◆ **Work instructions**: Go through the material underneath and show every line where the string "background" occurs.

◆ **Dataset content**:
__________

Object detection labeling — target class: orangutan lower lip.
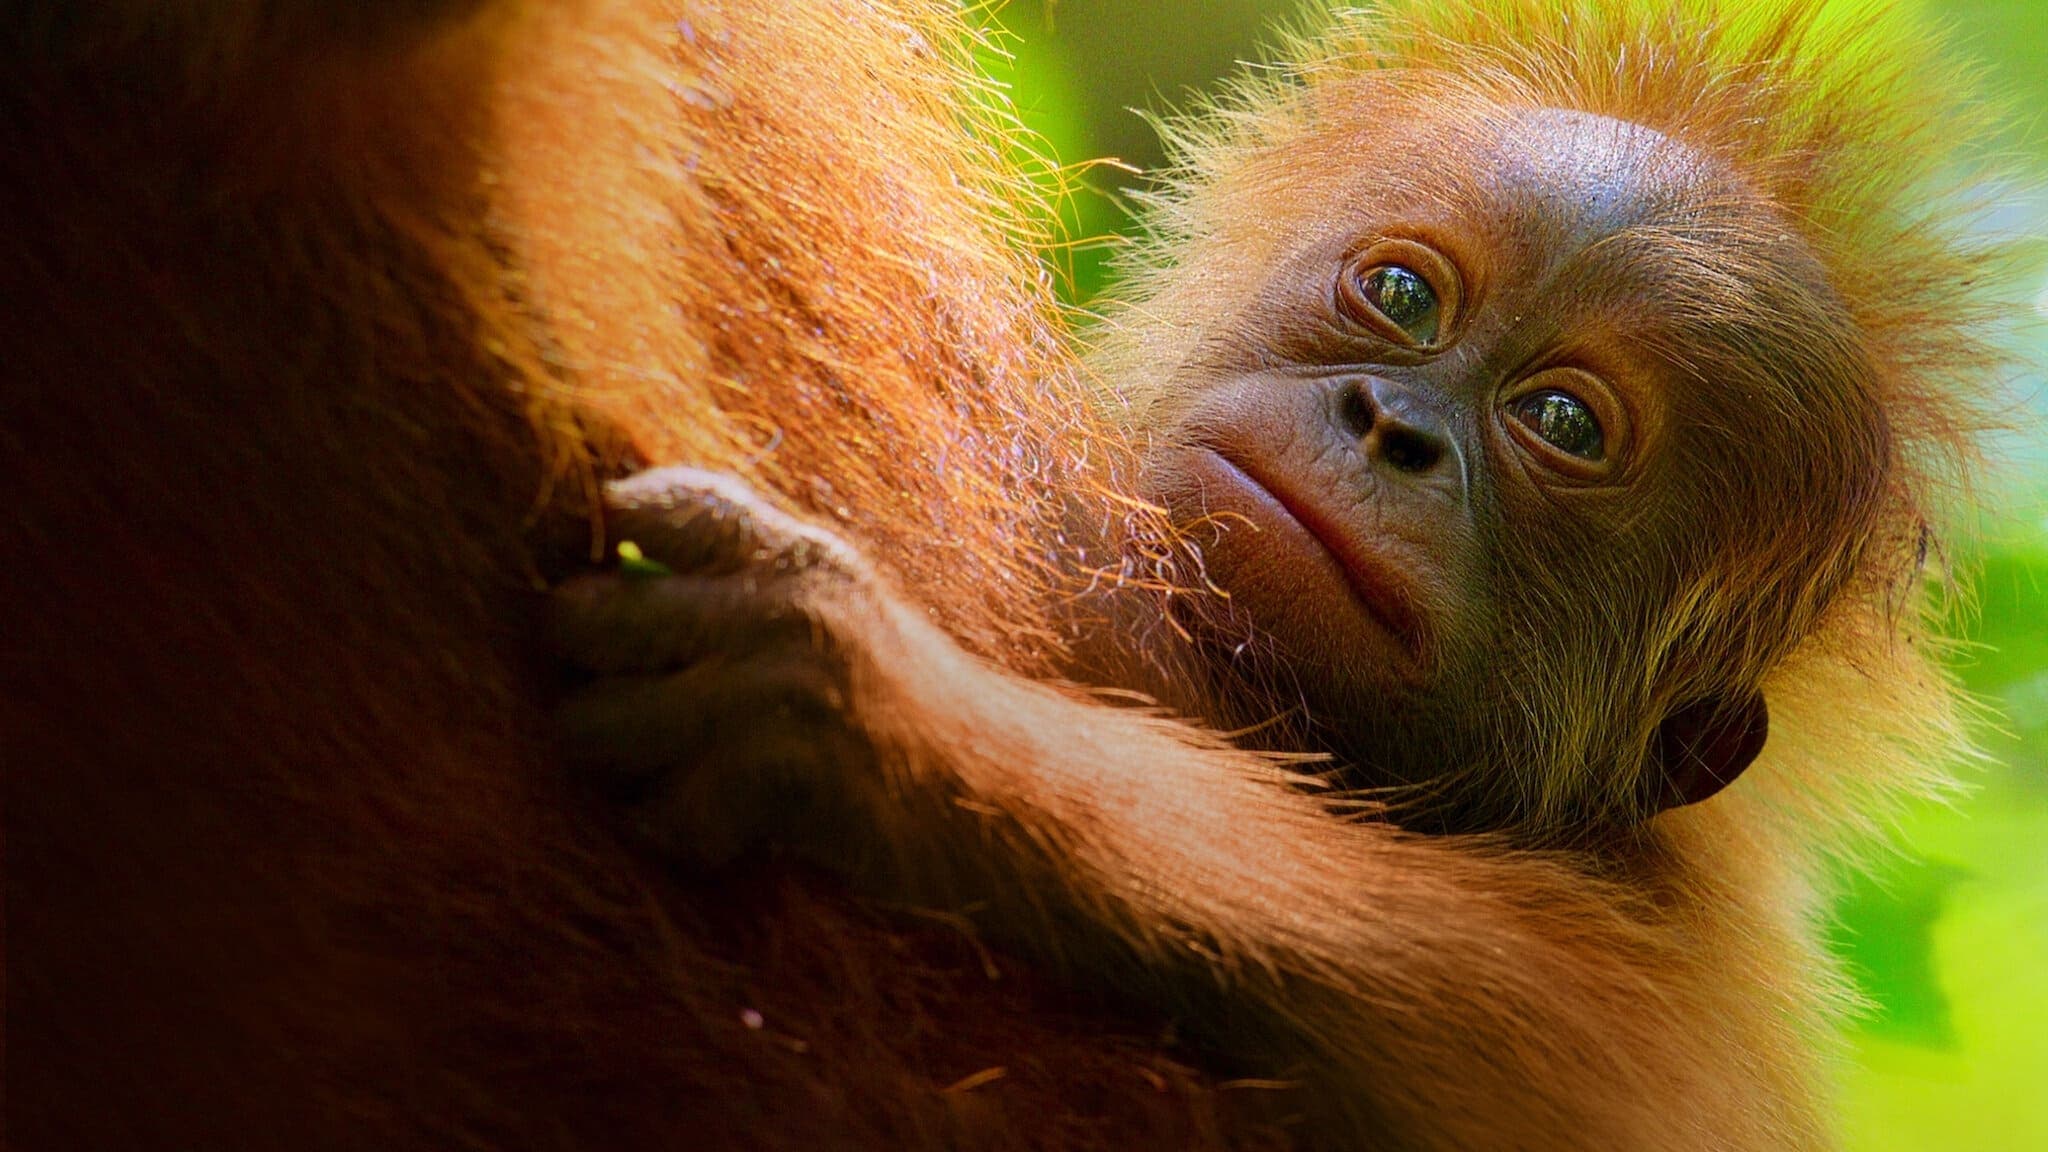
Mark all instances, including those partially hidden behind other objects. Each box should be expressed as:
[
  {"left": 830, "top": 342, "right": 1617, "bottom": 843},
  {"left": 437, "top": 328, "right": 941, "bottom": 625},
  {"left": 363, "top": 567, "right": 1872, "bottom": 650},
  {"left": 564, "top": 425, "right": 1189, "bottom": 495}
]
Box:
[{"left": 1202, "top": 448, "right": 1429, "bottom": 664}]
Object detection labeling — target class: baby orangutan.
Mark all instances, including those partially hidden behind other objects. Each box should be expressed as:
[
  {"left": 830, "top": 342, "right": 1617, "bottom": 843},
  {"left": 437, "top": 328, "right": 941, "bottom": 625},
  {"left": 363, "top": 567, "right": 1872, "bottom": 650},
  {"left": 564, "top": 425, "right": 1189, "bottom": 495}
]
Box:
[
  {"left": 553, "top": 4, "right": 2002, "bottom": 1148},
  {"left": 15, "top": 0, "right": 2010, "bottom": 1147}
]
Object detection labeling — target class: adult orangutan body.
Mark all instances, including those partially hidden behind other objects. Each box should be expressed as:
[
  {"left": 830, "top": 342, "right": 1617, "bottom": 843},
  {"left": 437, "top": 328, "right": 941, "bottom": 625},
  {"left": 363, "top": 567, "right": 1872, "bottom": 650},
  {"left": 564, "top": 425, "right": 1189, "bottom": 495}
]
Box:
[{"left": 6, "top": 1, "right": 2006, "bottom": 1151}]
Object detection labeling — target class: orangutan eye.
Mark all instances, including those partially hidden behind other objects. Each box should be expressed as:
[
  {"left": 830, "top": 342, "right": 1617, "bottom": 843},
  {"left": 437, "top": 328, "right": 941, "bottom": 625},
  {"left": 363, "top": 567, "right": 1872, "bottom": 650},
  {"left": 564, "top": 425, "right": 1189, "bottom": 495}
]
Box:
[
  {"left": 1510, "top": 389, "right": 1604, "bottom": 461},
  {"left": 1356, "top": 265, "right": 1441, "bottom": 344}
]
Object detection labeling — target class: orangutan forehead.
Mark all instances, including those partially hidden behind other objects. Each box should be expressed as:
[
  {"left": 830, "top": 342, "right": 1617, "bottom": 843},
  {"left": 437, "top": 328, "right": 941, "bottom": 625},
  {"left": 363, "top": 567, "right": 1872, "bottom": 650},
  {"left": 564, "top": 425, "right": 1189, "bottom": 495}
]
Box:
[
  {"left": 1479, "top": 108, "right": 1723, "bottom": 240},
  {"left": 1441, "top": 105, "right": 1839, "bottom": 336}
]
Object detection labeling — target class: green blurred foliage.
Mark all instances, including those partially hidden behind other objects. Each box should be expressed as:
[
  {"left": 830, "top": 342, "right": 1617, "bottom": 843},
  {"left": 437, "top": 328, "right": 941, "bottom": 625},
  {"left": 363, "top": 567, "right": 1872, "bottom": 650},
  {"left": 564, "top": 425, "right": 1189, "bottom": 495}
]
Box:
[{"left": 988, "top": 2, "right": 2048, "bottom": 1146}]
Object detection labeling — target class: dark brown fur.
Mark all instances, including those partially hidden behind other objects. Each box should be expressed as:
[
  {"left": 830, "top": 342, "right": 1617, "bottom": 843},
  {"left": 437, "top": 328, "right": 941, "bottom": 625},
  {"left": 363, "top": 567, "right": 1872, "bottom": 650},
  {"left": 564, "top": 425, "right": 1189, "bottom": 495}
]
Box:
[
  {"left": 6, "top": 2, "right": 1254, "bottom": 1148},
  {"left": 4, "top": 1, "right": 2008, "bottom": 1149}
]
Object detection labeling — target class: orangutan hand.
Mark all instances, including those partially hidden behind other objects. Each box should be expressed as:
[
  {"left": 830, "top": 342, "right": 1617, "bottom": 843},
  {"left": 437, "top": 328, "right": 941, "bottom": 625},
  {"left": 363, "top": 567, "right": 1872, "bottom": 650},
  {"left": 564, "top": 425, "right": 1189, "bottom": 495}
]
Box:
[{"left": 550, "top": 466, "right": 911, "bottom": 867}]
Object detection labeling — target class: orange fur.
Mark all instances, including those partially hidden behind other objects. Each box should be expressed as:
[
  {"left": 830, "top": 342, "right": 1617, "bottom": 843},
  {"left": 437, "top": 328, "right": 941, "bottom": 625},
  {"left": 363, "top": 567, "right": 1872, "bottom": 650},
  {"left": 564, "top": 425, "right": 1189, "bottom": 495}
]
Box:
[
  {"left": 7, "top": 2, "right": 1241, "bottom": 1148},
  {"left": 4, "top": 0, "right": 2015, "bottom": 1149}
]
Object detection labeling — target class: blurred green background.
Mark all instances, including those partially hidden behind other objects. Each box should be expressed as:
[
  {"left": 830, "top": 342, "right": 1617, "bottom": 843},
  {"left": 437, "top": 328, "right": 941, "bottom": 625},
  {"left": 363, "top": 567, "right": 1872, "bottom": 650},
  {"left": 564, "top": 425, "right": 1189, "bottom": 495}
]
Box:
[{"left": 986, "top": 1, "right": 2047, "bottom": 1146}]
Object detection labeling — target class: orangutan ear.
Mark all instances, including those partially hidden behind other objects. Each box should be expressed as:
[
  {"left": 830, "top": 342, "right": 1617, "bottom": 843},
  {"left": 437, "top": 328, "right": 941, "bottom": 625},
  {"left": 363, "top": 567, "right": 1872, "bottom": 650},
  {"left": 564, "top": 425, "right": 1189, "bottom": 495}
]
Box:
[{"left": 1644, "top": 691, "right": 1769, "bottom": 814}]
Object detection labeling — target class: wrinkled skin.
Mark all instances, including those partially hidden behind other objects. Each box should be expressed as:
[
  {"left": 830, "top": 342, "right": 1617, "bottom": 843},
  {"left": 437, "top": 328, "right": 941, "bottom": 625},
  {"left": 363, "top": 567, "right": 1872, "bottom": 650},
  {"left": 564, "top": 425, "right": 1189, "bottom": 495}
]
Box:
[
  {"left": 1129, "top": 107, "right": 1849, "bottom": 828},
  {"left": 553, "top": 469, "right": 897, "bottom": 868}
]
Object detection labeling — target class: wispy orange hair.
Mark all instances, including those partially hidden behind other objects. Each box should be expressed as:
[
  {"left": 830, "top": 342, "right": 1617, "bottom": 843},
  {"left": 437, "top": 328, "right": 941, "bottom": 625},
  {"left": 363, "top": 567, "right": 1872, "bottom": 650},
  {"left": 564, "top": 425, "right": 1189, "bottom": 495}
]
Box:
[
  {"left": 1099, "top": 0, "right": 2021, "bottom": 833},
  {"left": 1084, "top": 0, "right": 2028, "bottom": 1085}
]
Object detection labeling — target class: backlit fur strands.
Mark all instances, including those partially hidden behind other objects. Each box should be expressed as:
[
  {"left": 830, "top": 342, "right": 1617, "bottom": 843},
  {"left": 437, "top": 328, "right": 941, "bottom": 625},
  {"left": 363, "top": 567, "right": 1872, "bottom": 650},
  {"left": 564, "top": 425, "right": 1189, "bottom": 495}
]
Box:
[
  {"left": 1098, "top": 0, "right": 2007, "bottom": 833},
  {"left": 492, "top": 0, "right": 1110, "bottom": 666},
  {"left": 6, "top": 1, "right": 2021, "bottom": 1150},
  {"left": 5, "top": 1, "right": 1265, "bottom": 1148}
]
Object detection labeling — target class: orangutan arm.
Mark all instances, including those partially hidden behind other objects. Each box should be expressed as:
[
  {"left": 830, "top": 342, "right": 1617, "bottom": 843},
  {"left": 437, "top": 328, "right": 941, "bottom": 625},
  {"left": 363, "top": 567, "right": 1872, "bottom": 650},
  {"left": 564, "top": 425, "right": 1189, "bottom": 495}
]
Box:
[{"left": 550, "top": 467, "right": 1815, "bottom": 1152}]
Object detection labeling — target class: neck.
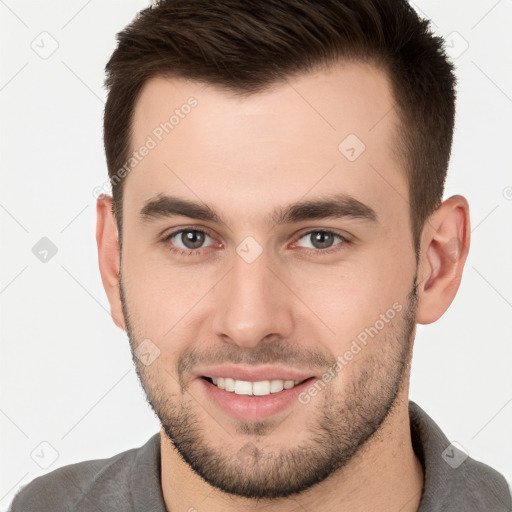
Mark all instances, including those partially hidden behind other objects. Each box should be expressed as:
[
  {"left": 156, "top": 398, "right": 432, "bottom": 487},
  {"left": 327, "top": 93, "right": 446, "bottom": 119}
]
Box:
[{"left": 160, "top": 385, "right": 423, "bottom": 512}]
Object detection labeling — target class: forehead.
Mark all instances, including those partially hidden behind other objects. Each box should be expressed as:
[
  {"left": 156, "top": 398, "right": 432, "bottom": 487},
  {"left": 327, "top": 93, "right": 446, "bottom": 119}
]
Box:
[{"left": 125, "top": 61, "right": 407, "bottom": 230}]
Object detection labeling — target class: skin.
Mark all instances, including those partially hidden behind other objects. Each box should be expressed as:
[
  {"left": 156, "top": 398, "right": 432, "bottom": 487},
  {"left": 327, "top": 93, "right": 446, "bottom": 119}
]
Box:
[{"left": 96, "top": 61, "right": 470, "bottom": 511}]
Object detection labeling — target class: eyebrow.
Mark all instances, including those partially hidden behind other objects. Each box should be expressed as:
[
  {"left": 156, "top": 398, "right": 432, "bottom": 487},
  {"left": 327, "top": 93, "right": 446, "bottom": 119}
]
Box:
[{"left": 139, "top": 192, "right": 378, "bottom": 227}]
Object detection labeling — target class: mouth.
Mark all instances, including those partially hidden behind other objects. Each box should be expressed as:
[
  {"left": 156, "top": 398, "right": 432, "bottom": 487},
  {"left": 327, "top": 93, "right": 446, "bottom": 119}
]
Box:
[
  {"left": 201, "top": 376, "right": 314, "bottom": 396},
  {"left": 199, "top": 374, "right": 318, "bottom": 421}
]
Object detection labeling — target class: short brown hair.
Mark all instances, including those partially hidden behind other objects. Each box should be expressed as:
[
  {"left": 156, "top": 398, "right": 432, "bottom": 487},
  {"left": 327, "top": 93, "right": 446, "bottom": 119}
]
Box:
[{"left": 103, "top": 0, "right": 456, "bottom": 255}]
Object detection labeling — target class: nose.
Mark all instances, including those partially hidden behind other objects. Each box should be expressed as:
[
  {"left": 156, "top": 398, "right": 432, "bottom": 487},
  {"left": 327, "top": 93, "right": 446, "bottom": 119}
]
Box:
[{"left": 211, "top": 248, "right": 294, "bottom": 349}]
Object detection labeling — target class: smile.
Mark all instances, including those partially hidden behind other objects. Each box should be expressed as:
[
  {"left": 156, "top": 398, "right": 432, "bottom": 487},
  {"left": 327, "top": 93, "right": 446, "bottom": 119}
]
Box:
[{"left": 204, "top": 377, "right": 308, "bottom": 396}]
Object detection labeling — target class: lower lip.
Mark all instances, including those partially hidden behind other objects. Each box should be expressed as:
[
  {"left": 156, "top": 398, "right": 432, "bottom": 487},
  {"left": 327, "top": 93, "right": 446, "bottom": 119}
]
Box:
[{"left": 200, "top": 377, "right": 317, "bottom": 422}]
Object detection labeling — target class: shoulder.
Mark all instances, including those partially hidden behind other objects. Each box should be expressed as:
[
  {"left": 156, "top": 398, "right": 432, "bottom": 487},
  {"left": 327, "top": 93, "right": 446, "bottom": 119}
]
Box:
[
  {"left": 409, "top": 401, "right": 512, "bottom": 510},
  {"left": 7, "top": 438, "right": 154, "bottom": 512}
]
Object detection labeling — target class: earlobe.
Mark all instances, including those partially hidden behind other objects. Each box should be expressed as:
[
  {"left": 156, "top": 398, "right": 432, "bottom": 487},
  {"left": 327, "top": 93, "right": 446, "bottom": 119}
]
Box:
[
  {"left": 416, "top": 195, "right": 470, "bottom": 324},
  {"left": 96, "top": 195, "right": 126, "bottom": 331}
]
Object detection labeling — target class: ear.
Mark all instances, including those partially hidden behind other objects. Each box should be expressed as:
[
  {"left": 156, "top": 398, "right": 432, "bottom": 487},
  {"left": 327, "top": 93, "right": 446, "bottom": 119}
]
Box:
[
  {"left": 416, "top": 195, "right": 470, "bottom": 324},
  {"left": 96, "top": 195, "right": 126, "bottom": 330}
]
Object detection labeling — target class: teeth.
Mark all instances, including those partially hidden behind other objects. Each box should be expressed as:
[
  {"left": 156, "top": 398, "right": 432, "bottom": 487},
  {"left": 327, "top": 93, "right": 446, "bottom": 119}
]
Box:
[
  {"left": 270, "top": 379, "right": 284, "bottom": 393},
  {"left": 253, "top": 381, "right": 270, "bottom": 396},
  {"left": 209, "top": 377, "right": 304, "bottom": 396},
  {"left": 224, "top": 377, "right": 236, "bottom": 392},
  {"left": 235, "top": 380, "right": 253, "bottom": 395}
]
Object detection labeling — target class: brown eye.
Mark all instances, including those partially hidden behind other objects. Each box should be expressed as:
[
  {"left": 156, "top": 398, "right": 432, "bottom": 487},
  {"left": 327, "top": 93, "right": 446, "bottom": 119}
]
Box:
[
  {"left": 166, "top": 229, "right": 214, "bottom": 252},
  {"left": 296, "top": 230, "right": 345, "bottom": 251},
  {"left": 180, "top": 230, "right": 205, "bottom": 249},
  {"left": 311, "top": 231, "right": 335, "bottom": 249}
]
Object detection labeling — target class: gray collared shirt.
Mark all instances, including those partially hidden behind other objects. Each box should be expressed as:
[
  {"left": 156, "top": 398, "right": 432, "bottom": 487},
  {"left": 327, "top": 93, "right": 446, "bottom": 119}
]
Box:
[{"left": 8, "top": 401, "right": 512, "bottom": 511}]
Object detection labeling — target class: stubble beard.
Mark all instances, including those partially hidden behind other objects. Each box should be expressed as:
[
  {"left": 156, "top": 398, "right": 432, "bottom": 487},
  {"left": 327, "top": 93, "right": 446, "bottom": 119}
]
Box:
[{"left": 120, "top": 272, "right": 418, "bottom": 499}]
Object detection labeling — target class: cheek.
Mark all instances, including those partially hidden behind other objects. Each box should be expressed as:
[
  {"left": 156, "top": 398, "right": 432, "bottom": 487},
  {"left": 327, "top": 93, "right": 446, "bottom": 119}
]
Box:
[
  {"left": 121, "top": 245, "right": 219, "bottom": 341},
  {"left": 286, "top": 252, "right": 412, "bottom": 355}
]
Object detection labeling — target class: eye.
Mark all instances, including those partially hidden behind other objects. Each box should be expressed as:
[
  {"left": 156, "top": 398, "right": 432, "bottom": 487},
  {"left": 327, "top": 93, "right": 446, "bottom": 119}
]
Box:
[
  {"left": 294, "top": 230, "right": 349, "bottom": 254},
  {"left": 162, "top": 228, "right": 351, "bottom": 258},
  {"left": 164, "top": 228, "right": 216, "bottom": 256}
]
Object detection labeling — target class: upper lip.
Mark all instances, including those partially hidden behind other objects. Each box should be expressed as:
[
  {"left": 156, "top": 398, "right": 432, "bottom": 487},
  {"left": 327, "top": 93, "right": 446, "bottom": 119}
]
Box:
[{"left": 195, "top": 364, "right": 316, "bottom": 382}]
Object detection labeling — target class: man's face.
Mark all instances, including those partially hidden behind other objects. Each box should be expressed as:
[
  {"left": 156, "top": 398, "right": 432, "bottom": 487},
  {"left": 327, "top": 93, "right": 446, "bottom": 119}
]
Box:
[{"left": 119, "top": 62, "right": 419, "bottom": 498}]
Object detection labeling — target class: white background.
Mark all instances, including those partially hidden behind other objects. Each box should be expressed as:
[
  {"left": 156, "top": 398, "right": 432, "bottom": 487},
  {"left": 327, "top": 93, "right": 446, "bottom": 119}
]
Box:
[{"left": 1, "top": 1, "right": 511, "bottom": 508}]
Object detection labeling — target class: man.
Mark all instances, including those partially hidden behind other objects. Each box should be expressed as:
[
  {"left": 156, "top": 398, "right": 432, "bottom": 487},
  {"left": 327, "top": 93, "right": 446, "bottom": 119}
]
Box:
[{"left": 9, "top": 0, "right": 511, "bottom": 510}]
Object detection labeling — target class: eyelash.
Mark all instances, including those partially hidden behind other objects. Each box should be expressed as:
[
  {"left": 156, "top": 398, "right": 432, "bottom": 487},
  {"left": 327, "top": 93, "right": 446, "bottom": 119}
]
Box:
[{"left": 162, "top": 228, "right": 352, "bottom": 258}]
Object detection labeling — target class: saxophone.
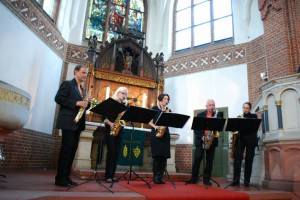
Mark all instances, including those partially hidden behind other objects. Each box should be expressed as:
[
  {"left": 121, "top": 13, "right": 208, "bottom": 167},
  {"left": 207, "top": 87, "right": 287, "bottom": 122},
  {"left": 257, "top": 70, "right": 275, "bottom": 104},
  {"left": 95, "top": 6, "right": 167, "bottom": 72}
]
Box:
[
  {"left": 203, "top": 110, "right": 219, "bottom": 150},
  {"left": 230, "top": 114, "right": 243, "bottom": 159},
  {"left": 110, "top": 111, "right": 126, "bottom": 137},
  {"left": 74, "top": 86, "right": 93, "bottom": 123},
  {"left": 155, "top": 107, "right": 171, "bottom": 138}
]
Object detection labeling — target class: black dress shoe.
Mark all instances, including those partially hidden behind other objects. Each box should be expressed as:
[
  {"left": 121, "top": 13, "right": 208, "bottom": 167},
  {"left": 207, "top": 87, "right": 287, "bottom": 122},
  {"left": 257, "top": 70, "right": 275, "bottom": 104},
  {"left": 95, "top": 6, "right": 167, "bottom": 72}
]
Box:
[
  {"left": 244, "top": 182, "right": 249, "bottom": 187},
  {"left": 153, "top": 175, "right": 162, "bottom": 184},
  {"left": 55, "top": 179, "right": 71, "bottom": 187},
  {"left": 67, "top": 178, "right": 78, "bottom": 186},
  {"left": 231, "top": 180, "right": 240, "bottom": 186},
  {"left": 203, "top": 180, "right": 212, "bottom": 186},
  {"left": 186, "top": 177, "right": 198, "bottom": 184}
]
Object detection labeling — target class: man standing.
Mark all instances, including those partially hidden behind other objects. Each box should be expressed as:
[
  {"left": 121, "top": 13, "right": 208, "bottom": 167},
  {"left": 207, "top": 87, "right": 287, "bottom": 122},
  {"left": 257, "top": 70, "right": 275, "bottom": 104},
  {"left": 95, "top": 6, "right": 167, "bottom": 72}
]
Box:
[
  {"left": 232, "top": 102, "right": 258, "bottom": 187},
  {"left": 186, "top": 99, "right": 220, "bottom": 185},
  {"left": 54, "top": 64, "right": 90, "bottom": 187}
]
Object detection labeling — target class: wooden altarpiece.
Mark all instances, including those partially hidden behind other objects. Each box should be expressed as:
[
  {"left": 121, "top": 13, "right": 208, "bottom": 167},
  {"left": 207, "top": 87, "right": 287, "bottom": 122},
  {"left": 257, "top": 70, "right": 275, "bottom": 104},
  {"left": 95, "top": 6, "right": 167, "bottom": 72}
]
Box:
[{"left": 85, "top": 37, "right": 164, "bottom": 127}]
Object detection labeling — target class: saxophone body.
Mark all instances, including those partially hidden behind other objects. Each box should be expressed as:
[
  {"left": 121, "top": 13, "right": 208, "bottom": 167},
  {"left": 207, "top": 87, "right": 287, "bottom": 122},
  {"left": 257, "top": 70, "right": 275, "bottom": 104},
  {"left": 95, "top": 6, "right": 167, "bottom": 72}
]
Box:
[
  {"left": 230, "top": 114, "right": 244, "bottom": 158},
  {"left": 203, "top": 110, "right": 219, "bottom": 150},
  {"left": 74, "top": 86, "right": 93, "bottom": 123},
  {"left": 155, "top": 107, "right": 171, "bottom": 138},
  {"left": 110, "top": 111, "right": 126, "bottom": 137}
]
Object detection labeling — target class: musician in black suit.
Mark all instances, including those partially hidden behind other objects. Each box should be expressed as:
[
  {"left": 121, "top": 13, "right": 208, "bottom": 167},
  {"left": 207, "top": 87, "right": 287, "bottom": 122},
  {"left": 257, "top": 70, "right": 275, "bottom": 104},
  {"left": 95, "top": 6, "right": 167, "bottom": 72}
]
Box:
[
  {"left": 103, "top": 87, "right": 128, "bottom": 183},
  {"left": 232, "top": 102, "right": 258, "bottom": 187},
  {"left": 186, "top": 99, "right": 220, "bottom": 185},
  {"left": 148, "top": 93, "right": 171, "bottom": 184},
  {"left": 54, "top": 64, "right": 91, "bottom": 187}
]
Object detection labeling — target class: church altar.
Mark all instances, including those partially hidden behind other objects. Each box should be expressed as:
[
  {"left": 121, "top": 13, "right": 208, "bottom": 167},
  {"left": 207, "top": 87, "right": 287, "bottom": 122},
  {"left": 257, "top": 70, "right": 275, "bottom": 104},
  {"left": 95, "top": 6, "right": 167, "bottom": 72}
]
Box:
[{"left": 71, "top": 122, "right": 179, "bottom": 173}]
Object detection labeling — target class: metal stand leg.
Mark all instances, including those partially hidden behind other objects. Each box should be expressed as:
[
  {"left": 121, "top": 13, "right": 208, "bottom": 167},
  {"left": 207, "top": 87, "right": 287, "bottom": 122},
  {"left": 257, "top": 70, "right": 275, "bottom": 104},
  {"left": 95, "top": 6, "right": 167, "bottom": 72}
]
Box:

__________

◆ **Your solution**:
Object detection labeling — target class: blurred green background.
Object detection labeling — target class: white background.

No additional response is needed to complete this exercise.